Write out all of the records below verbatim, line by line, and omit the pictures from your copy.

* Start Data for the task *

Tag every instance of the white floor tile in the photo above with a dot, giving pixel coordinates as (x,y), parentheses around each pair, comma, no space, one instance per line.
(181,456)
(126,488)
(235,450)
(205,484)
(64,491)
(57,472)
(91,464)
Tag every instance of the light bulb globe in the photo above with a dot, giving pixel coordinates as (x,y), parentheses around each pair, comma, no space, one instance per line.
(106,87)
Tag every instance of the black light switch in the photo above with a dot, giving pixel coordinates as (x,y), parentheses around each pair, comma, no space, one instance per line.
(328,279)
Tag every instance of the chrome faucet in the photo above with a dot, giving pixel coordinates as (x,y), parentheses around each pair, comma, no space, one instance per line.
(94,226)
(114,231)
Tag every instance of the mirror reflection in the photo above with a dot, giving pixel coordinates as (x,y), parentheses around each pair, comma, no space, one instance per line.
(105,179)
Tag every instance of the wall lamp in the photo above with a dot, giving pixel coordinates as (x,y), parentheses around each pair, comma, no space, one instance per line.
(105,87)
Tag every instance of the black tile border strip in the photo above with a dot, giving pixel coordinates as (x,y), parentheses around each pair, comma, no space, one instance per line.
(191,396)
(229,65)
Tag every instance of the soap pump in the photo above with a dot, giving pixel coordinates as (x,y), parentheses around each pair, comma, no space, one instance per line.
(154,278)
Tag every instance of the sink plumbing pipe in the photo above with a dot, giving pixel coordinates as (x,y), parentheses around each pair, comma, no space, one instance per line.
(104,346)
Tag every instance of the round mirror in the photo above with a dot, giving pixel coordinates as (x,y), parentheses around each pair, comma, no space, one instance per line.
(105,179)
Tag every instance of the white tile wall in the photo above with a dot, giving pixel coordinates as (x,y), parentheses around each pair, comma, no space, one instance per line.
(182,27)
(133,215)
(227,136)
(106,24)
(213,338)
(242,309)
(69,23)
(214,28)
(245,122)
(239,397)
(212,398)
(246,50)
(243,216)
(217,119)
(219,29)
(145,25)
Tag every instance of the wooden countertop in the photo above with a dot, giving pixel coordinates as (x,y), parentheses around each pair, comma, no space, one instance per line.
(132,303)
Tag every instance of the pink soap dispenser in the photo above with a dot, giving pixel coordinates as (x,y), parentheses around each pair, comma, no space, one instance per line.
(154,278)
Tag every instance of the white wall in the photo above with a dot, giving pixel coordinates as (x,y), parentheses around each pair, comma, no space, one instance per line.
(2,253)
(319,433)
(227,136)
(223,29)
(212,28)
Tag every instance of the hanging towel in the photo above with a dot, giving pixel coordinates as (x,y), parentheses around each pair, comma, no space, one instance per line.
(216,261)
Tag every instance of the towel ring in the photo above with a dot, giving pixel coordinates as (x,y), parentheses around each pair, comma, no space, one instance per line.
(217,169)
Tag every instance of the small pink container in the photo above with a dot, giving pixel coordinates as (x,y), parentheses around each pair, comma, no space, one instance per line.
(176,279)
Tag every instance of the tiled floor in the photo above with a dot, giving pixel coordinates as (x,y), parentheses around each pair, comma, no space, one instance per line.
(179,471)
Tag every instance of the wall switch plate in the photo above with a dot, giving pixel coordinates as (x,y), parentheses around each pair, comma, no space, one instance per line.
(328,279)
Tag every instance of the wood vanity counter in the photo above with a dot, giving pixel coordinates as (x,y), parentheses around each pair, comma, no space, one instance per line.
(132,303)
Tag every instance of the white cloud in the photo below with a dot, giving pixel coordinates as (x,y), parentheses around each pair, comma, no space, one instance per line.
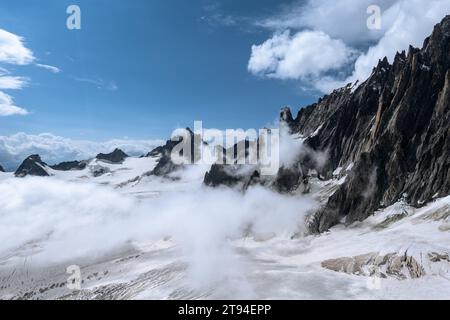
(7,106)
(54,149)
(13,50)
(403,23)
(100,83)
(48,67)
(301,56)
(13,82)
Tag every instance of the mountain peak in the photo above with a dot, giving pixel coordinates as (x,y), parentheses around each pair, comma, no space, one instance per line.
(117,156)
(32,166)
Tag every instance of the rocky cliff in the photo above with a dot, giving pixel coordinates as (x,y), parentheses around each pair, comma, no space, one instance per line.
(393,130)
(32,166)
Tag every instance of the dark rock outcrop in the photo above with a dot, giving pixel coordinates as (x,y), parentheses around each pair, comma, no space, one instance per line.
(394,127)
(116,157)
(222,175)
(32,166)
(165,165)
(70,166)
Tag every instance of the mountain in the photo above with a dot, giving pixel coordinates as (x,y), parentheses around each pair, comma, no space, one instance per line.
(393,131)
(389,135)
(32,166)
(70,165)
(117,156)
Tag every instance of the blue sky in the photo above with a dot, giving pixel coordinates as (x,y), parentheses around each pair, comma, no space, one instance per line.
(140,68)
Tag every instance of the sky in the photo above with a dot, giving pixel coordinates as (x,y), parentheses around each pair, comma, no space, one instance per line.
(137,70)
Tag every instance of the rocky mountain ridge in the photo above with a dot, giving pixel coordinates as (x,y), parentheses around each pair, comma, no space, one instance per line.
(393,129)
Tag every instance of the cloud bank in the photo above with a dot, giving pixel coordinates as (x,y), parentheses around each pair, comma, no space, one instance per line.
(54,149)
(14,52)
(326,44)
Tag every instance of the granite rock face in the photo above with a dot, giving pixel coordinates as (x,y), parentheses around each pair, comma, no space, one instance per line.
(394,128)
(70,166)
(389,134)
(32,166)
(165,165)
(117,156)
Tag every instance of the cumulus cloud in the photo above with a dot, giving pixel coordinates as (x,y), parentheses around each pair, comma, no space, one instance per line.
(13,50)
(49,67)
(68,221)
(54,149)
(7,106)
(304,55)
(342,28)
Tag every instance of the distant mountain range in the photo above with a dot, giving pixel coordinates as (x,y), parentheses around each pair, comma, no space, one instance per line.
(389,135)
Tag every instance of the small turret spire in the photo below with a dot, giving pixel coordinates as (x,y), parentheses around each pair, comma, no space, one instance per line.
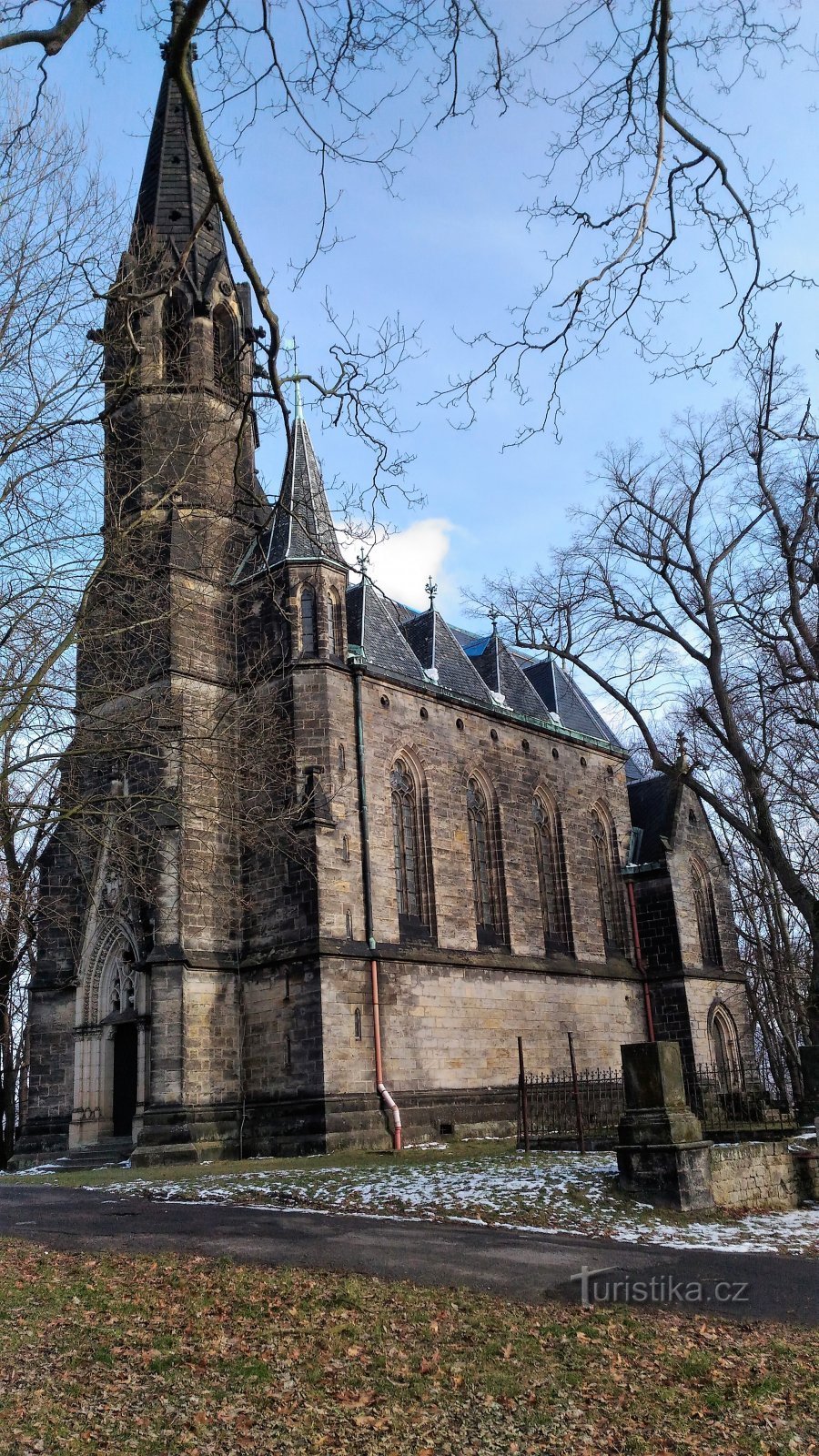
(174,200)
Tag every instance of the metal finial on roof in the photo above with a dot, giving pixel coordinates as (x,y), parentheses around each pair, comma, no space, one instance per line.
(290,347)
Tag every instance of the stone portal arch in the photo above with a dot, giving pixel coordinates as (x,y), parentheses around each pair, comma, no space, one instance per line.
(111,1030)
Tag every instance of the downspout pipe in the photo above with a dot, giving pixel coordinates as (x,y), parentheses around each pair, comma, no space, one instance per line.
(368,885)
(640,961)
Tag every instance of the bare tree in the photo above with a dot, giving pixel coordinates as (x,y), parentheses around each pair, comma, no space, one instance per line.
(56,229)
(691,596)
(774,951)
(643,178)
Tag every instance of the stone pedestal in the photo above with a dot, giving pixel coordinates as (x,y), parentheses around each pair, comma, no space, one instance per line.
(809,1062)
(662,1154)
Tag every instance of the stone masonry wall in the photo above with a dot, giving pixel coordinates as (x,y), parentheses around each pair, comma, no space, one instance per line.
(458,1026)
(51,1079)
(761,1176)
(280,1004)
(694,839)
(516,762)
(703,995)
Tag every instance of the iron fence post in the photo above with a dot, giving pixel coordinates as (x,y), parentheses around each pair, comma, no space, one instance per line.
(576,1091)
(523,1097)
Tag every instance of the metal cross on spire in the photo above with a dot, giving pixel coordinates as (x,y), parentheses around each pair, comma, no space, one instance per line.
(290,347)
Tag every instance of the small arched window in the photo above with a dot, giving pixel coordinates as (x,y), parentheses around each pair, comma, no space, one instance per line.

* End Data for the task *

■ **Answer**:
Tag every instance of the white floor tile in the photo above with a dot, giving pixel coordinates as (x,y), parentheses around each pair, comma, no space, one instance per line.
(181,456)
(126,488)
(235,450)
(205,484)
(64,491)
(57,472)
(91,464)
Tag every instance of the light bulb globe in the photo above with a dot, giving pixel coordinates as (x,y), parentheses around each pair, comma, no space, one instance per line.
(106,87)
Tag every instance of the black light switch in the photo above with a dot, giving pixel coordinates as (x,y), parentheses around each pair, comma, no space, one instance per line.
(328,279)
Tag every instance of the chrome faucet in the photo above with a dot, giving pixel coordinates as (x,y), parentheses around each pair, comma, no space, one instance per line.
(94,226)
(114,231)
Tag every instance of the mirror reflection in the photo above with a dot, giving pixel coordinates as (x,y), parentheses around each pair, comma, no space, one instance per line.
(105,179)
Tag every instance of the wall lamp in the photo above with a dot, giving pixel coordinates as (x,y), parentheses around each pair, comma, no space, one instance per line.
(105,87)
Tag every instance of the black tile border strip in the photo above with a dot, giving pixel coordinates as (x,y), parentheses around each pair, comma, no space, one instance per line.
(191,396)
(229,65)
Tag every instance of the soap pump in the photo above with a dot, giving pixel coordinates as (x,y), parentheses around each pair, comma, no space, one instance per line.
(154,278)
Tag every instance of the sink plumbing pipe in the photo above with a dot, giving pixel coordinates as (x,y), parentheses around each pair, comma, no space, one instance per line.
(104,346)
Tag every instance of the round mirror in the photo above with a dot, giving pixel coordinates as (x,y), parentheses around each pair, comma, no space, one instance per line.
(105,179)
Tag every instance of the white tile wall in the photo above with a dot, giving pixel coordinates as (x,y), parentheses around each pair, comma, no space, one instance per line.
(182,27)
(133,215)
(227,136)
(106,24)
(213,338)
(242,309)
(69,23)
(214,28)
(245,122)
(239,397)
(212,398)
(246,50)
(243,216)
(217,119)
(219,29)
(145,25)
Tag every instance of the wooden countertop in the photo above with a dot, giving pixel coordinates as (x,y), parentheses around each pair, comma, no space, one instance per line.
(132,303)
Tag every instance of the pink soap dispenser in the photo above with a dot, giving pixel coordinates as (x,y), parentheses around each pair, comma, no space, one instance per line.
(154,278)
Tag every instance of the white wall in the photo above with a dot, giving pixel coordinates as (x,y), parentheses around each pair, comma, no space, one instance per line.
(2,253)
(319,433)
(227,136)
(223,29)
(212,28)
Tag every instance of the hanging towel in the photo above with a dot, giving pixel coordinates as (x,y), parentheses around each pair, comma, no space, one instance per line.
(216,261)
Tag every instance of the towel ring in the photo above with a dot, giving pixel coordinates as (x,y), parentheses around each pair, comma, no space, one instance per line.
(217,169)
Tag every instance of the small pink container in the photo above with a dot, giving pixel coordinates as (x,y), parentheses around each pair, comma, no space, one instance per line.
(176,279)
Tag every instance of the tiled floor in the photo above with a dot, giving pixel coordinates as (x,y), parentheses around each pair, comma, no space, one instance per line.
(179,471)
Tag every instance of the wall switch plate in the photo above with a dot, giving pixel coordinates as (x,y), parentheses around each pair, comma, no space, one instance per line.
(328,279)
Tag every instance of the wood vanity counter in the photo above with a dot, giving pixel coordinates as (x,y), parentheses around each pair, comma, no space, one instance per line.
(132,303)
Tag every instance of the white cloud in the photo below with a dot, giving pixel coordinates as (x,y), parentheses around each pair, comma, no space, one instance per line.
(7,106)
(54,149)
(13,50)
(403,23)
(100,83)
(48,67)
(301,56)
(13,82)
Tag every instance of the mountain peak in the photo above with a dot, giving pixel coordinates as (x,y), parentheses around each pair, comma, no space, one instance per line.
(117,156)
(32,166)
Tag every instance of the rocky cliff in the photo above with a dot, giving pixel coordinates as (x,y), parentheses around each pair, comma, no space, one instance per line.
(393,130)
(32,166)
Tag every instance of the dark rock outcrop in the photo above with a dot, giving pixel coordinates as (x,y), parentheses around each pair, comma, no space, one instance per line.
(394,127)
(116,157)
(222,175)
(32,166)
(165,165)
(70,166)
Tag every instance of the mountain in the photo above with a dot, giving pixel coordinates as (x,y), parentheses around each pair, comma, no space, one instance per line.
(393,131)
(389,135)
(32,166)
(70,165)
(117,156)
Tag every instance of the blue sky in the photo above with a dot, giving pixel coordinates as (x,y), parentheses around each pair, comma, no space, one instance per line.
(140,68)
Tag every instance of the sky in the photo above with a dot, giving pixel coordinates as (x,y), parentheses around each pair, comma, no space, one instance per line.
(137,70)
Tag every instance of the rocky mountain ridge in the photo above with a dot, giving pixel coordinates as (x,y), parentheses around each pair, comma, no space, one instance per line.
(393,129)
Tag every instance of the cloud bank in the photo above with a dot, giving pixel coordinates as (x,y), parentheses around each pair, comma, no space, one instance per line.
(54,149)
(14,52)
(326,44)
Tag every instance of the granite rock face in the photo above with a dot, giving pixel coordinates as (x,y), parentheses around each pair, comma, no space, one instance per line.
(394,128)
(70,166)
(389,134)
(32,166)
(165,165)
(117,156)
Tag every instance of the cumulus cloud in the photo above with a dot, giving pixel coordinates as (x,y), parentheses around each pair, comma, no space, one instance per line.
(13,50)
(49,67)
(68,221)
(54,149)
(7,106)
(304,55)
(342,28)
Tag every instance of the distant mountain range in the photo above with a dot, giving pixel coordinates as (x,y), parentheses around each pair, comma, no space, one instance per line.
(389,135)
Tag every instance of the small turret spire in the photo below with a dot, giving pixel coordinates as (x,y), parentheses around each pair, comma, no space, one instance per line.
(174,200)
Tag every instance of the metal finial on roof in the photo above with a dot, giving pixel coordinates as (x,y), parentheses around each pair, comma, no space, one instance per line.
(290,347)
Tag every instance of the stone portal arch in the photo above with a dot, giving pixel coordinates as (x,y), parentheses around each pair, comma, no space, one instance per line.
(111,1030)
Tag every instance of the downspout pipe in the photo above with a dot, giving pixel coordinates as (x,y), parentheses around each pair, comma, no space, one instance per line.
(368,885)
(640,961)
Tag every instance of the bare tree in the photo above with a dot, giving pixel coordinates as (x,y), parentheses around each pair, comma, no space, one instance per line.
(56,229)
(691,596)
(774,951)
(643,178)
Tag every instance of the stone pedestal in the photo above with a dot, giving pixel coordinates as (x,y), parentheses around each pair, comma, no space, one instance per line.
(809,1062)
(662,1154)
Tag every instance of the stone masonry wall in the photo above with a dot, giving pixel coordinates as (x,y), parentheses around each pair, comma, no space, one instance per line.
(458,1026)
(51,1079)
(761,1176)
(280,1004)
(694,839)
(516,762)
(703,995)
Tag every instance of the iron fence post in the photo above with a dot, giving pixel coordinates as (x,y), parentheses around each pair, comma, no space, one instance per line.
(576,1091)
(523,1097)
Tag every instance of the metal cross on spire in the photo above with a dot, giving pixel coordinates as (x,y), parentheses around each pair, comma, no space, one instance per line.
(290,347)
Tag every instance of the small arched window in the photo above with a dot, giving pixel coordinates as (x,y), parentheses around each pair, comma, no space, one instance per line.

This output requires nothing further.